[WRITTEN INSTRUCTION] Render each line of the rows below as a Markdown table with two columns, Index and Row line, numbering the lines in order and skipping blank ones.

[SUPPLIED RECORDS]
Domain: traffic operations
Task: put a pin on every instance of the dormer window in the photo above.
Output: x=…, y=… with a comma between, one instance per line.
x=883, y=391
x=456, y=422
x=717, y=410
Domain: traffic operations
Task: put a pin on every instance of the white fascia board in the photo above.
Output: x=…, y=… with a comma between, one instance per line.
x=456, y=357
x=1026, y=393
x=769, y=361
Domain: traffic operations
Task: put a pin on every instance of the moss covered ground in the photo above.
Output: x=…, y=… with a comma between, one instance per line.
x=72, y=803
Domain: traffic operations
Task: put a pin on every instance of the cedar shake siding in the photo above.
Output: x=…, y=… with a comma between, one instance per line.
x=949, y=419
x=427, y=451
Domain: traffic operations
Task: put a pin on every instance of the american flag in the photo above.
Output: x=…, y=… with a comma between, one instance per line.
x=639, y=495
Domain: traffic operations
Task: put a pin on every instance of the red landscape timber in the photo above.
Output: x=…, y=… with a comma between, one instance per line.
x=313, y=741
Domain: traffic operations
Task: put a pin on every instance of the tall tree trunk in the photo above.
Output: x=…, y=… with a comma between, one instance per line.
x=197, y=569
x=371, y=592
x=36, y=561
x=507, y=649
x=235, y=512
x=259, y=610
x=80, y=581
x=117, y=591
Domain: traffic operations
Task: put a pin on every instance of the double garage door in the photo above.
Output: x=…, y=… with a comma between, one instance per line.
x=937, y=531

[SOLUTION FOR THIS PROBLEM]
| Index | Row line |
|---|---|
| 1 | Domain: traffic operations |
| 2 | Task: put a pin on every instance of the dormer window in the photo above. |
| 3 | Output: x=…, y=… with a comma between, one instance per line. |
| 4 | x=883, y=391 |
| 5 | x=456, y=422 |
| 6 | x=717, y=410 |
| 7 | Domain: traffic operations |
| 8 | Task: put a pin on every instance of the white fascia board in the photo above. |
| 9 | Output: x=…, y=… with a comma between, one instance per line. |
| 10 | x=456, y=357 |
| 11 | x=1026, y=393 |
| 12 | x=769, y=361 |
| 13 | Domain: traffic operations |
| 14 | Task: put a pin on every instance of the moss covered ground in the photo above. |
| 15 | Output: x=…, y=… with a comma between, one instance per line. |
| 16 | x=72, y=803 |
| 17 | Domain: traffic operations |
| 18 | Task: put a pin on every instance of the cedar shake siding in the photo above. |
| 19 | Output: x=…, y=… with a comma between, one instance per line. |
| 20 | x=949, y=419 |
| 21 | x=427, y=451 |
| 22 | Domain: traffic operations |
| 23 | Task: put a pin on every instance of the american flag in the photo above. |
| 24 | Output: x=…, y=… with a comma between, one instance per line. |
| 25 | x=639, y=495 |
| 26 | Domain: traffic operations |
| 27 | Task: put a pin on every instance of the red landscape timber in the photo above. |
| 28 | Output: x=…, y=… with a comma between, one instance per line. |
| 29 | x=313, y=741 |
| 30 | Domain: traffic operations |
| 31 | Task: put a pin on every instance of the tall tree trunk in the photo above. |
| 32 | Output: x=…, y=… with a comma between, one instance per line. |
| 33 | x=197, y=569 |
| 34 | x=371, y=592 |
| 35 | x=36, y=561 |
| 36 | x=507, y=649 |
| 37 | x=235, y=512 |
| 38 | x=259, y=610 |
| 39 | x=80, y=581 |
| 40 | x=117, y=591 |
| 41 | Domain: traffic operations |
| 42 | Task: put a pin on every instance of the double garage door in the photo above. |
| 43 | Output: x=…, y=… with a comma between, one instance per line. |
| 44 | x=937, y=531 |